> **Work task**
Go through the records and give each one again exactly, omitting the images.

___ Dataset records

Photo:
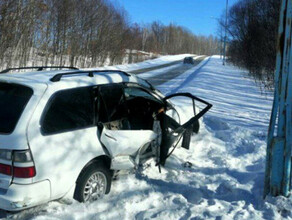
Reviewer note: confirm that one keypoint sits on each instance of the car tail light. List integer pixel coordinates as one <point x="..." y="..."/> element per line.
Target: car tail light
<point x="22" y="163"/>
<point x="5" y="169"/>
<point x="24" y="172"/>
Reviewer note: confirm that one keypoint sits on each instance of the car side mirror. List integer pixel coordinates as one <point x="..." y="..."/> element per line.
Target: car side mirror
<point x="187" y="138"/>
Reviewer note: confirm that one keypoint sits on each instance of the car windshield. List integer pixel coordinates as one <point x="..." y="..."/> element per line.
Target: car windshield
<point x="13" y="99"/>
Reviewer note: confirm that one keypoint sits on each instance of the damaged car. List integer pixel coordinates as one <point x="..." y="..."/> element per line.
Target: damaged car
<point x="70" y="129"/>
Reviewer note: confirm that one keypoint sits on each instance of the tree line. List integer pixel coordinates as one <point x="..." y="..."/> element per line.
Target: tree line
<point x="85" y="33"/>
<point x="252" y="30"/>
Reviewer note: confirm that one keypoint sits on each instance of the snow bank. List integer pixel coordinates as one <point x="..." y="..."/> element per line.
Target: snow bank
<point x="148" y="63"/>
<point x="226" y="178"/>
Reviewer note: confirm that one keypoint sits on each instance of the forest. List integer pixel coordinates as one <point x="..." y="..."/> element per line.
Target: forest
<point x="86" y="33"/>
<point x="252" y="32"/>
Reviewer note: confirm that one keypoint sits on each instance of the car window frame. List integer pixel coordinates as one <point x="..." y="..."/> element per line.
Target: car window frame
<point x="50" y="101"/>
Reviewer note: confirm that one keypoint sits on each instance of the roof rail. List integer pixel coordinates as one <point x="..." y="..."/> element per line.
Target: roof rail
<point x="90" y="73"/>
<point x="39" y="68"/>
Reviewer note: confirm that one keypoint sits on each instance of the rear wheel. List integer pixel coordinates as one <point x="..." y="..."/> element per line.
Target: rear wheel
<point x="93" y="183"/>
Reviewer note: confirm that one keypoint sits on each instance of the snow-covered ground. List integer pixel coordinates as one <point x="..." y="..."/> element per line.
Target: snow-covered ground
<point x="149" y="63"/>
<point x="226" y="178"/>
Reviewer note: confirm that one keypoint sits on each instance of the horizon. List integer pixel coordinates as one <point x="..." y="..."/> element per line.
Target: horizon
<point x="198" y="16"/>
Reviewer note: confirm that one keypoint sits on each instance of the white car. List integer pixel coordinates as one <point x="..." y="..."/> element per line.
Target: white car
<point x="70" y="128"/>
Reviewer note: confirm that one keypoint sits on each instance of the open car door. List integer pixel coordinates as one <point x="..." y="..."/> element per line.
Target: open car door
<point x="125" y="118"/>
<point x="173" y="132"/>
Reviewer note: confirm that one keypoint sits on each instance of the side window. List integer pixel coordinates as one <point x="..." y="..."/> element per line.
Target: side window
<point x="68" y="110"/>
<point x="133" y="92"/>
<point x="112" y="104"/>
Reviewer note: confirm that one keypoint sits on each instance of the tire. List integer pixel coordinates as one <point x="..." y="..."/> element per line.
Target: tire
<point x="87" y="190"/>
<point x="196" y="127"/>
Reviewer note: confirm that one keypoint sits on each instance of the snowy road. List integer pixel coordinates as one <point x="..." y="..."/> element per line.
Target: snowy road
<point x="161" y="74"/>
<point x="225" y="180"/>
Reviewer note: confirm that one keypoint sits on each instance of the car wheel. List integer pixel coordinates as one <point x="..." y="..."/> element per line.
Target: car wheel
<point x="196" y="127"/>
<point x="93" y="183"/>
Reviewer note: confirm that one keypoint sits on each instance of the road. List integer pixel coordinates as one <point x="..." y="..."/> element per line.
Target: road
<point x="157" y="80"/>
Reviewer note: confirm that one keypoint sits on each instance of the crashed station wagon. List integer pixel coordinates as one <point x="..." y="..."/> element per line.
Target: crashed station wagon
<point x="75" y="129"/>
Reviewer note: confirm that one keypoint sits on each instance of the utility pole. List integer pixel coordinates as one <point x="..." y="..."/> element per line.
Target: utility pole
<point x="279" y="143"/>
<point x="225" y="37"/>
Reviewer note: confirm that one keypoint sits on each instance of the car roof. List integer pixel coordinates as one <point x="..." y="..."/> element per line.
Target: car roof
<point x="71" y="78"/>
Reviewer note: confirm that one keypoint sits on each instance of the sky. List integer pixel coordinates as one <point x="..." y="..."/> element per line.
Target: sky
<point x="199" y="16"/>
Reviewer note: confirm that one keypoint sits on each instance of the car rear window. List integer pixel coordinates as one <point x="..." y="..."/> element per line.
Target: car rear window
<point x="13" y="99"/>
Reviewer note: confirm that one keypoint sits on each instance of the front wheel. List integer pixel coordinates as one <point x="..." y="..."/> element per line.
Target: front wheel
<point x="93" y="183"/>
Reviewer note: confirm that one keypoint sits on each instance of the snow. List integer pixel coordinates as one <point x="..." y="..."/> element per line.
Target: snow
<point x="148" y="63"/>
<point x="227" y="157"/>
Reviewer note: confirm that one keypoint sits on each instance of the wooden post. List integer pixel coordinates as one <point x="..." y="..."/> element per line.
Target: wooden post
<point x="279" y="143"/>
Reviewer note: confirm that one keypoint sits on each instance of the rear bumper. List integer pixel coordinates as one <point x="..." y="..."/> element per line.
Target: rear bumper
<point x="18" y="197"/>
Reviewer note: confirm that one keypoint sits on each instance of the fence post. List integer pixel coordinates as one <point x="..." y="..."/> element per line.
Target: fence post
<point x="279" y="143"/>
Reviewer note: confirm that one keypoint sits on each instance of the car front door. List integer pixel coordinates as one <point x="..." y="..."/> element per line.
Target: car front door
<point x="173" y="132"/>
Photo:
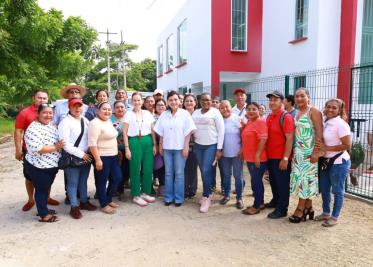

______

> **Solution**
Photo:
Reviewer note: confirm that one keypoint sits on each instance of the car tail light. List integer pixel coordinates as one <point x="..." y="..."/> element per line.
Target: car tail light
<point x="22" y="163"/>
<point x="5" y="169"/>
<point x="24" y="172"/>
Reviewer note: confirm that one keypoint sits on each instance of the car side mirror. List integer pixel coordinates as one <point x="..." y="..."/> element per line.
Target: car side mirror
<point x="187" y="138"/>
Reviewer note: confirm that one keypoint sits on each instance of the car windshield. List integer pixel coordinates as one <point x="..." y="..."/> element per line.
Target: car windshield
<point x="13" y="99"/>
Reviewer note: confirm that one keypoint sits on each instance of the damaged car. List integer pixel coordinates as one <point x="..." y="..."/> element per line.
Target: damaged car
<point x="70" y="129"/>
Reviewer note: confirm that one keypoint sits on each instance of the tree line. List integer pixel coordinates as one <point x="..." y="..."/> element per line.
Target: tree line
<point x="85" y="33"/>
<point x="252" y="30"/>
Reviewer note: confirm that one keypoint sits on each instance of the snow bank. List integer pixel coordinates as one <point x="..." y="..."/> element per line.
Target: snow bank
<point x="148" y="63"/>
<point x="226" y="178"/>
Reviewer note: confirm that one keypoint sits on each instance of the forest. List integer pixel coordinates as one <point x="..." y="..."/> element per line.
Target: forest
<point x="86" y="33"/>
<point x="252" y="32"/>
Reviewer note: confirm that one keypoint sits on each instance of the car window frame. List integer pixel coordinates as one <point x="..." y="..."/> element per line.
Target: car window frame
<point x="50" y="101"/>
Reviewer note: confirm that one keypoint sits on each instance of the roof rail. List integer pixel coordinates as one <point x="..." y="..."/> element per line.
Target: roof rail
<point x="90" y="73"/>
<point x="39" y="68"/>
Reviewer note: confirm that one keypoint sits on each instance of the rear wheel. List integer pixel coordinates as one <point x="..." y="..."/> element per line.
Target: rear wheel
<point x="93" y="183"/>
Reviewer note: confirm that one keypoint sits on each instance of the snow-covered ground. List integer pixel coordinates as one <point x="..." y="..."/> element per line.
Target: snow-covered ground
<point x="149" y="63"/>
<point x="226" y="178"/>
Reviewer note: confirm that one keypoint sits on each instance of the horizon. List integer pixel coordinates as one <point x="..." y="..."/> element per line.
Target: horizon
<point x="198" y="16"/>
Reviewer note: confirm that one keypoint sits on each instance of the white car. List integer pixel coordinates as one <point x="..." y="..."/> element per line.
Target: white car
<point x="70" y="128"/>
Reviewer note: confirm that one keypoint sits on each instance of the open car door. List integer pixel coordinates as one <point x="..." y="..."/> element per line.
Target: open car door
<point x="125" y="118"/>
<point x="173" y="132"/>
Reviewer note: confirm that one keypoint sits on each instance of the side window. List integer pixel coordinates as one <point x="..." y="..."/> element per line.
Target: side window
<point x="68" y="110"/>
<point x="133" y="92"/>
<point x="112" y="104"/>
Reviewer note: confirm that one keypoint sits on each instance of the tire. List integer pixel coordinates as one <point x="..." y="..."/> element per line.
Target: tire
<point x="87" y="190"/>
<point x="196" y="127"/>
Reviewer note: confirm that one keypoint sits on each instance of the snowy road. List integer pixel coordinates as one <point x="..." y="..."/> element per line.
Target: snowy road
<point x="161" y="74"/>
<point x="225" y="180"/>
Reviewer note: confirm that one keypoint sits on each instance of the car wheel. List integer pixel coordinates as one <point x="..." y="..."/> element per line.
Target: car wheel
<point x="196" y="127"/>
<point x="93" y="183"/>
Reviewer note: confirm that one keypoint sits on each instance of the road. List integer pixel coordinates as one <point x="..." y="..."/> element per line.
Target: road
<point x="157" y="80"/>
Reviewer note: confirm that one keypoint sits on each instance of the crashed station wagon. List integer pixel coordinates as one <point x="..." y="..."/> element per line.
Target: crashed station wagon
<point x="75" y="129"/>
Reviewer note: confirm that one keypoint sits on each instance of the utility pole. List integer pixel coordinates as one <point x="..." y="..."/> element per line.
Target: utility pole
<point x="279" y="143"/>
<point x="225" y="37"/>
Reviewer note: confirm that one keypoint sits on each instance of the car roof. List integer pixel coordinates as one <point x="..." y="..."/> element per line.
Target: car roof
<point x="71" y="78"/>
Reviewer note: confirm that one keypoint sits on each instance of the sky. List integer pixel coordinates as one <point x="..." y="..."/> element per line.
Target: sky
<point x="199" y="16"/>
Reviewer note: confirm that one keypoint sits on each instance of the car rear window. List integer pixel coordinates as one <point x="..." y="..."/> element per line.
Target: car rear window
<point x="13" y="99"/>
Reviewer note: confirm that one keypoint sits on each instance of the front wheel. List integer pixel coordinates as one <point x="..." y="..."/> element per line.
Target: front wheel
<point x="93" y="183"/>
Reviewer note: confirm that one keypoint sits on each instance of the snow. List integer pixel coordinates as one <point x="..." y="..."/> element per line.
Target: snow
<point x="148" y="63"/>
<point x="227" y="157"/>
Reviewer note: confirm that one keypoint sits on each instance of the wooden post. List integer pixel coordinates as one <point x="..." y="..."/> element per line.
Target: wooden post
<point x="279" y="143"/>
Reviewer note: confirm that one keypoint sits on each instance of the rear bumper. List integer pixel coordinates as one <point x="..." y="..."/> element per line.
Target: rear bumper
<point x="18" y="197"/>
Reviewer note: confirm that one keypoint sits on each instance of the fence post. List integer pixel coordinates as one <point x="..." y="..."/> element per line.
Target: fence post
<point x="279" y="143"/>
Reviewer note: confirm that one keypoint sits on each instance of the car front door. List integer pixel coordinates as one <point x="..." y="..."/> element per line.
Target: car front door
<point x="173" y="132"/>
Photo:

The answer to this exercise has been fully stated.